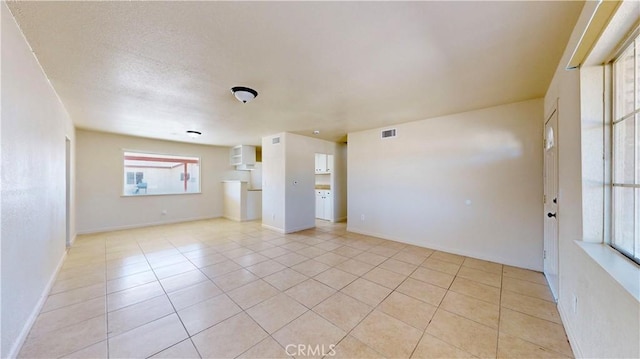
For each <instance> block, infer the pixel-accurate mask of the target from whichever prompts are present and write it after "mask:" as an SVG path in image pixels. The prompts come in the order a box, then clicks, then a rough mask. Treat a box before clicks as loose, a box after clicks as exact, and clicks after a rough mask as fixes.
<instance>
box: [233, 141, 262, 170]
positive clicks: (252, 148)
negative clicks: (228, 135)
mask: <svg viewBox="0 0 640 359" xmlns="http://www.w3.org/2000/svg"><path fill="white" fill-rule="evenodd" d="M229 163H230V164H231V165H232V166H236V169H251V168H254V167H255V165H256V148H255V146H246V145H240V146H235V147H233V148H231V151H230V153H229Z"/></svg>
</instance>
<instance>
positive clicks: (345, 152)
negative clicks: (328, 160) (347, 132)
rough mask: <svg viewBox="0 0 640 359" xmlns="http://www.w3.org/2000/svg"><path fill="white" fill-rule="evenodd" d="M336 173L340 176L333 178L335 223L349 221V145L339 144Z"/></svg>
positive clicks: (334, 212) (333, 207)
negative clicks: (347, 208)
mask: <svg viewBox="0 0 640 359" xmlns="http://www.w3.org/2000/svg"><path fill="white" fill-rule="evenodd" d="M333 160H334V164H333V167H334V172H335V173H337V174H338V175H335V174H334V175H333V176H331V180H332V182H333V183H332V184H331V190H332V191H333V218H334V221H335V222H343V221H346V220H347V177H348V172H347V144H346V143H338V144H337V145H336V153H335V155H334V156H333Z"/></svg>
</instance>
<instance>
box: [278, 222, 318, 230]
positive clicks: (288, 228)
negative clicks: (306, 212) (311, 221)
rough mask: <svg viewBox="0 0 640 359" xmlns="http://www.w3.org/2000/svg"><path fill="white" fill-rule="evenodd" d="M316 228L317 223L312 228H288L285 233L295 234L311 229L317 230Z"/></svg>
mask: <svg viewBox="0 0 640 359" xmlns="http://www.w3.org/2000/svg"><path fill="white" fill-rule="evenodd" d="M315 227H316V222H315V221H314V222H313V225H312V226H301V227H294V228H287V229H286V230H285V231H284V233H295V232H300V231H304V230H305V229H311V228H315Z"/></svg>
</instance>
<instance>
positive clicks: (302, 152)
mask: <svg viewBox="0 0 640 359" xmlns="http://www.w3.org/2000/svg"><path fill="white" fill-rule="evenodd" d="M274 137H280V143H279V144H276V145H274V144H272V139H273V138H274ZM338 147H339V145H338V144H337V143H334V142H329V141H325V140H320V139H317V138H312V137H307V136H301V135H296V134H292V133H280V134H276V135H272V136H268V137H264V138H263V139H262V168H263V169H262V183H263V188H262V193H263V198H262V224H263V225H264V226H265V227H268V228H272V229H275V230H278V231H281V232H284V233H291V232H296V231H300V230H303V229H307V228H313V227H315V191H314V187H315V167H314V166H315V154H316V153H326V154H329V155H334V156H335V155H336V153H337V149H338ZM333 176H334V177H335V178H336V179H338V180H336V181H334V183H332V191H334V192H335V191H338V192H339V193H340V192H344V191H346V188H341V186H342V184H343V183H344V181H343V180H340V178H341V177H345V176H346V173H344V172H341V168H340V167H336V168H334V173H333ZM334 187H335V188H334ZM338 205H339V206H346V203H343V202H339V203H338ZM334 210H335V204H334ZM338 211H342V212H344V209H343V208H342V209H339V210H338Z"/></svg>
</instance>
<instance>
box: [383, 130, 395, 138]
mask: <svg viewBox="0 0 640 359" xmlns="http://www.w3.org/2000/svg"><path fill="white" fill-rule="evenodd" d="M389 137H396V129H395V128H392V129H390V130H384V131H382V138H389Z"/></svg>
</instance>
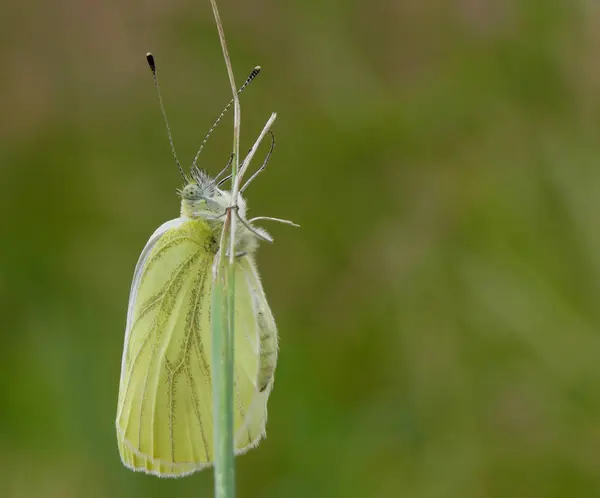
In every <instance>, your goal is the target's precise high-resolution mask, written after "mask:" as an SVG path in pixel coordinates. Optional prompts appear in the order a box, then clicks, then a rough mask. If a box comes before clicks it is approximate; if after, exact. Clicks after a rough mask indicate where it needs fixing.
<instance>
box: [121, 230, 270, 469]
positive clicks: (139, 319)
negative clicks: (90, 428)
mask: <svg viewBox="0 0 600 498" xmlns="http://www.w3.org/2000/svg"><path fill="white" fill-rule="evenodd" d="M154 237H155V240H154V245H153V246H152V247H150V248H147V250H145V251H147V257H145V258H144V257H142V258H140V262H139V263H138V266H140V267H141V270H140V268H138V269H136V277H135V278H134V285H133V286H132V295H131V298H130V307H129V313H128V315H129V316H128V320H127V322H128V326H127V331H126V337H125V346H124V356H123V365H122V373H121V385H120V392H119V405H118V412H117V421H116V422H117V433H118V438H119V449H120V452H121V457H122V459H123V462H124V463H125V465H127V466H128V467H130V468H132V469H133V470H141V471H145V472H148V473H152V474H156V475H160V476H173V477H176V476H182V475H186V474H189V473H192V472H194V471H196V470H200V469H201V468H203V467H205V466H207V465H209V464H210V463H211V462H212V460H213V416H212V384H211V356H210V352H211V327H210V318H211V308H210V306H211V288H212V281H211V276H212V272H211V268H212V264H213V260H214V255H215V250H216V249H215V244H216V241H215V238H214V236H213V232H212V230H211V229H210V228H209V226H208V225H207V223H206V222H205V221H204V220H200V219H198V220H188V221H182V222H181V223H179V224H176V225H170V226H168V227H167V229H166V230H165V231H164V233H162V234H159V236H158V237H157V236H156V234H155V236H154ZM151 241H152V239H151ZM149 244H150V243H149ZM143 254H144V253H143ZM236 267H237V268H236V281H237V285H236V323H235V334H236V338H235V355H236V362H235V400H234V406H235V407H236V413H235V418H234V423H235V430H236V450H237V451H236V452H237V453H241V452H243V451H245V450H247V449H249V448H251V447H253V446H254V445H256V444H257V443H258V441H259V440H260V438H261V437H262V435H263V434H264V426H265V423H266V402H267V398H268V395H269V392H270V389H271V385H272V369H274V365H275V361H276V347H277V346H276V340H277V339H276V330H275V324H274V321H273V318H272V315H271V312H270V310H269V308H268V305H267V303H266V300H265V299H264V294H263V293H262V287H261V286H260V281H259V280H258V275H257V273H256V270H255V268H254V264H253V262H252V260H251V258H250V256H243V257H242V258H240V259H239V260H238V261H237V262H236ZM136 280H137V281H136ZM265 347H267V348H268V349H269V350H270V351H272V353H271V354H269V355H268V357H264V356H263V355H262V353H263V352H264V351H262V349H264V348H265ZM266 364H269V365H272V369H271V367H270V366H269V367H268V368H267V370H269V369H271V373H270V375H269V376H268V379H266V378H265V375H264V372H265V365H266ZM261 372H262V374H261Z"/></svg>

### Exercise brief
Please print every record above exactly, but leave the pictures out.

### Exercise answer
For each <instance> block, infer the pixel-accurate mask of the target from whichever prompts are present and write it after "mask:" as an SVG path in image pixels. The prompts come in the order a box, then clicks, then a rough mask. Treat a box before clicks as loose, a box after clicks as exact, and clicks after a rough mask as fixes.
<instance>
box: [233, 141, 262, 170]
positive clicks: (252, 148)
negative clicks: (228, 135)
mask: <svg viewBox="0 0 640 359" xmlns="http://www.w3.org/2000/svg"><path fill="white" fill-rule="evenodd" d="M229 163H230V164H231V165H232V166H236V169H251V168H254V167H255V165H256V148H255V146H246V145H240V146H235V147H233V148H231V151H230V153H229Z"/></svg>
</instance>
<instance>
positive clicks: (345, 152)
negative clicks: (328, 160) (347, 132)
rough mask: <svg viewBox="0 0 640 359" xmlns="http://www.w3.org/2000/svg"><path fill="white" fill-rule="evenodd" d="M336 173L340 176L333 178L335 223L349 221V145L339 144Z"/></svg>
positive clicks: (334, 212) (333, 207)
negative clicks: (347, 208)
mask: <svg viewBox="0 0 640 359" xmlns="http://www.w3.org/2000/svg"><path fill="white" fill-rule="evenodd" d="M333 160H334V164H333V167H334V172H335V173H337V174H338V175H335V174H334V175H333V176H331V180H332V182H333V183H332V184H331V190H332V191H333V218H334V221H335V222H343V221H346V220H347V177H348V172H347V144H346V143H338V144H337V145H336V153H335V155H334V156H333Z"/></svg>
</instance>
<instance>
box: [278, 222, 318, 230]
positive clicks: (288, 228)
negative clicks: (306, 212) (311, 221)
rough mask: <svg viewBox="0 0 640 359" xmlns="http://www.w3.org/2000/svg"><path fill="white" fill-rule="evenodd" d="M316 228L317 223L312 228H288L285 233L295 234L311 229L317 230Z"/></svg>
mask: <svg viewBox="0 0 640 359" xmlns="http://www.w3.org/2000/svg"><path fill="white" fill-rule="evenodd" d="M315 227H316V222H315V221H314V222H313V225H312V226H301V227H294V228H287V229H286V230H285V231H284V233H295V232H300V231H304V230H305V229H311V228H315Z"/></svg>
</instance>
<instance>
positive clicks: (302, 152)
mask: <svg viewBox="0 0 640 359" xmlns="http://www.w3.org/2000/svg"><path fill="white" fill-rule="evenodd" d="M274 137H280V143H279V144H276V145H274V144H272V139H273V138H274ZM338 147H339V145H338V144H337V143H334V142H329V141H325V140H320V139H317V138H312V137H307V136H301V135H296V134H292V133H280V134H276V135H272V136H268V137H264V138H263V139H262V168H263V169H262V183H263V188H262V193H263V198H262V224H263V225H264V226H265V227H268V228H272V229H275V230H278V231H281V232H284V233H291V232H296V231H300V230H303V229H307V228H313V227H315V191H314V187H315V167H314V166H315V154H316V153H326V154H329V155H334V156H335V155H336V153H337V149H338ZM333 176H334V177H335V178H336V179H338V180H336V181H334V183H332V191H334V192H335V191H338V192H339V193H340V192H344V191H346V188H341V186H342V184H343V183H344V181H343V180H340V178H341V177H345V176H346V173H344V172H341V168H340V167H336V168H334V173H333ZM334 187H335V188H334ZM338 205H339V206H346V203H343V202H339V203H338ZM334 210H335V204H334ZM338 211H342V212H344V209H343V208H342V209H339V210H338Z"/></svg>
</instance>
<instance>
box: [383, 130, 395, 138]
mask: <svg viewBox="0 0 640 359" xmlns="http://www.w3.org/2000/svg"><path fill="white" fill-rule="evenodd" d="M389 137H396V129H395V128H392V129H390V130H384V131H382V138H389Z"/></svg>
</instance>
In every <instance>, your goal is the target's precise high-resolution mask, written after "mask:" as an SVG path in pixel coordinates. Optional prompts appear in the order a box, then clicks, then a rough mask. If a box comes before clicks it is approximate; if after, exact. Clicks after a rough mask indicate where it needs fixing.
<instance>
box: [121, 230, 270, 469]
positive clicks: (139, 319)
negative clicks: (90, 428)
mask: <svg viewBox="0 0 600 498" xmlns="http://www.w3.org/2000/svg"><path fill="white" fill-rule="evenodd" d="M154 237H155V240H154V245H153V246H152V247H150V248H147V250H145V251H147V257H145V258H144V257H142V258H140V262H139V263H138V266H140V267H141V270H140V268H138V269H136V277H135V278H134V285H133V286H132V295H131V298H130V307H129V313H128V315H129V316H128V320H127V322H128V326H127V331H126V337H125V346H124V356H123V365H122V373H121V385H120V392H119V405H118V412H117V421H116V422H117V433H118V438H119V449H120V452H121V457H122V459H123V462H124V463H125V465H127V466H128V467H130V468H132V469H133V470H141V471H145V472H148V473H152V474H156V475H160V476H173V477H176V476H182V475H186V474H189V473H192V472H194V471H196V470H200V469H201V468H203V467H205V466H207V465H209V464H210V463H211V462H212V460H213V416H212V384H211V356H210V352H211V327H210V318H211V308H210V306H211V288H212V281H211V276H212V272H211V268H212V264H213V260H214V255H215V250H216V249H215V244H216V241H215V238H214V236H213V232H212V230H211V229H210V228H209V226H208V225H207V223H206V222H205V221H204V220H200V219H198V220H188V221H182V222H181V223H179V224H176V225H170V226H168V227H167V229H166V230H165V231H164V233H162V234H159V236H158V237H157V236H156V234H155V236H154ZM151 241H152V239H151ZM149 244H150V243H149ZM143 254H144V253H143ZM236 267H237V268H236V281H237V285H236V323H235V334H236V338H235V355H236V362H235V400H234V406H235V407H236V413H235V418H234V423H235V430H236V450H237V451H236V452H237V453H241V452H243V451H245V450H247V449H249V448H251V447H253V446H254V445H256V444H257V443H258V441H259V440H260V438H261V437H262V435H263V434H264V426H265V423H266V402H267V398H268V395H269V392H270V389H271V385H272V369H274V365H275V361H276V347H277V346H276V340H277V339H276V330H275V324H274V321H273V318H272V315H271V312H270V310H269V308H268V305H267V303H266V300H265V299H264V294H263V293H262V287H261V286H260V281H259V280H258V275H257V273H256V270H255V268H254V264H253V262H252V260H251V258H250V256H243V257H242V258H240V259H239V260H238V261H237V262H236ZM136 280H137V281H136ZM265 347H267V348H268V349H269V350H270V351H272V353H271V354H269V355H268V357H264V356H263V355H262V353H263V352H264V351H262V349H264V348H265ZM266 364H269V365H272V369H271V367H270V366H269V367H268V368H267V370H269V369H271V373H270V375H269V376H268V379H266V378H265V375H264V372H265V365H266ZM261 372H262V374H261Z"/></svg>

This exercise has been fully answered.